* What the task requires
All lines from the line containing "Expected output, for every instance of the dark framed" up to and including the last line of the listing below should be echoed exactly; no other lines belong in the response.

* Stored rows
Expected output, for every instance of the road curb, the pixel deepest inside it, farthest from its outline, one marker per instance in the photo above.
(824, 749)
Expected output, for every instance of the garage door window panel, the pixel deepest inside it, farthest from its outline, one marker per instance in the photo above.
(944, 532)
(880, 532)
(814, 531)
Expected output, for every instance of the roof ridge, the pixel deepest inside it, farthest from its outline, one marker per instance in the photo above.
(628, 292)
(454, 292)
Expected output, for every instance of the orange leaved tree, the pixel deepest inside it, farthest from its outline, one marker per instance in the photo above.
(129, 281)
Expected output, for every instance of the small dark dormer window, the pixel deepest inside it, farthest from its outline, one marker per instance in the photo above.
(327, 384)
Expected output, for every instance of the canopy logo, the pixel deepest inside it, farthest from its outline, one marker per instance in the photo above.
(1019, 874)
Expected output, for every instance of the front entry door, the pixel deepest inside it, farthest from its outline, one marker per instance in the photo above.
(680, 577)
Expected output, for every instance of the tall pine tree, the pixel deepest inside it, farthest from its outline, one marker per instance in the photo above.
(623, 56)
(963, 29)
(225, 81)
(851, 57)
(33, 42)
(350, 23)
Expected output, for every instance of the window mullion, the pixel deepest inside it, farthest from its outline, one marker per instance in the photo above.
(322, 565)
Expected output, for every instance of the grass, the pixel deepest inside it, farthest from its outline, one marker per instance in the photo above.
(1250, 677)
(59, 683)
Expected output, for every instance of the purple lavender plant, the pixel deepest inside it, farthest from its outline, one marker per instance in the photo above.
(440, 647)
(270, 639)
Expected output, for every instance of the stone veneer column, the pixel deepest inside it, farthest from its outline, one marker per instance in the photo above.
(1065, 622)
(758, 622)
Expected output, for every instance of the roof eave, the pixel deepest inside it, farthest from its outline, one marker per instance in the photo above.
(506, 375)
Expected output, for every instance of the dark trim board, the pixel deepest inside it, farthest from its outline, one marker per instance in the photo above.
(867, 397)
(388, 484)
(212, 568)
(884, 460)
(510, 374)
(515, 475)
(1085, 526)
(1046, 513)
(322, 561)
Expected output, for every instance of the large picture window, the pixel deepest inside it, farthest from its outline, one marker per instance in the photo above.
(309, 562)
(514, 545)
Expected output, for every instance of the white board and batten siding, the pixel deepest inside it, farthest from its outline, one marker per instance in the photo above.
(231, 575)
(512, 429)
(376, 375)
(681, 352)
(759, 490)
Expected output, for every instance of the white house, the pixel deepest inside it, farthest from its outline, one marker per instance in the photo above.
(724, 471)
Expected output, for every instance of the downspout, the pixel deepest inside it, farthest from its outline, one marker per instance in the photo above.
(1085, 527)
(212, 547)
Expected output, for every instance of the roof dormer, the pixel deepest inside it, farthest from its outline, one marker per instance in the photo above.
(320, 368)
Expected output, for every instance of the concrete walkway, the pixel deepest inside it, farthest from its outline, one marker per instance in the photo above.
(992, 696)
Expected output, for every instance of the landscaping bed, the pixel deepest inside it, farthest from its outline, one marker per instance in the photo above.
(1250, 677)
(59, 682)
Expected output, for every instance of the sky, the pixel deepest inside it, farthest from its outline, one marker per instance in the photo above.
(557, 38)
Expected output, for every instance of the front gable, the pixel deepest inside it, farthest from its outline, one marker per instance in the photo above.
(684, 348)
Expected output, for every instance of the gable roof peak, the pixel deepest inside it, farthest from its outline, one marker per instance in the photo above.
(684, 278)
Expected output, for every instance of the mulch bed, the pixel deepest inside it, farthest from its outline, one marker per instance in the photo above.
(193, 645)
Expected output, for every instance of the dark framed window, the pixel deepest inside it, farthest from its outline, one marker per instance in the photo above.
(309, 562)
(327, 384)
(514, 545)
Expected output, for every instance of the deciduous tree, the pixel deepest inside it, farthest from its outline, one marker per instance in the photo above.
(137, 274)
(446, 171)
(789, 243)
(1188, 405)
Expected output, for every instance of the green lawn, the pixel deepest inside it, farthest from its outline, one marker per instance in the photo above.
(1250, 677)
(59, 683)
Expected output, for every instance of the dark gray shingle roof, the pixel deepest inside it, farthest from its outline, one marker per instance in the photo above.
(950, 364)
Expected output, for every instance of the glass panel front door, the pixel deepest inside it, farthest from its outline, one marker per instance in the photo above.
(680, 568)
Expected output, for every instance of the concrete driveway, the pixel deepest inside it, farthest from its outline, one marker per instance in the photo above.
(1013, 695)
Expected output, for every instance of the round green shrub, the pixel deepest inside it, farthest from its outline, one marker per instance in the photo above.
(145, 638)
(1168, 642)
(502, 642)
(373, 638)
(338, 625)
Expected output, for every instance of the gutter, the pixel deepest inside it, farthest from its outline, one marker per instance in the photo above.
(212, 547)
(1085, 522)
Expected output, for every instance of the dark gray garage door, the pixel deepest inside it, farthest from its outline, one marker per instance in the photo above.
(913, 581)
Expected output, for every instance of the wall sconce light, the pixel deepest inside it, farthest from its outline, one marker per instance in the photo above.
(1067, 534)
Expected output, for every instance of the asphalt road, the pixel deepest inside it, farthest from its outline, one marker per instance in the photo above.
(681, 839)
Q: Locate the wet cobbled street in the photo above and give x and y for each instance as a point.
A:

* Final result
Expected output, for every instance of the dark framed window, the pixel deepest inside it, farthest from its outline, one marker per instance in the photo above.
(309, 562)
(327, 384)
(514, 545)
Expected output, for every instance of the deciduous tree, the pixel deepest inside it, farthest from its outline, one marker per instance in the photo above.
(137, 274)
(446, 171)
(789, 243)
(1188, 405)
Expected output, for every instance of the green lawn, the pixel deepest inside it, farthest from its outline, one marker per instance in the photo above.
(1250, 677)
(59, 683)
Expected output, for every instance of the dark gray shingle roof, the pixel deepest inside it, farthest from its outline, one marker per instance in the photo above.
(950, 364)
Expected output, for every instance of the glass panel front door, the pixel deepest inside it, farthest from its outline, one marker per instance in the photo above.
(680, 568)
Expected output, for every instance of the concrete driveway, the pixel deepest inside it, farthest from its outline, one marker per instance in the photo above.
(1013, 695)
Expected output, for every instance of the round green shrub, the pixel deepest inside it, farthest from its outline, one marker per instance in the photo above.
(145, 638)
(1168, 642)
(502, 642)
(373, 638)
(338, 625)
Expected output, for every instance of the gutter, the pixel deepest inside it, farthest from its outline, one marker per instance in the photo above.
(212, 547)
(1085, 522)
Expected output, for every instance of the dark gray garage door, the pixel deepest inside it, farthest from its outline, one marker per instance in the photo above.
(913, 581)
Expected output, for every instance of the wall sconce light, the pixel deepest inside it, farthest from its outline, one marker per instance in the photo above.
(1067, 534)
Expected output, for every instance of the asphalt road, the pixel deepest inside it, farthest from its outline, one marker per instance in the photo above.
(681, 839)
Q: Locate the wet cobbled street in the photo above and give x and y for each instance as a point.
A:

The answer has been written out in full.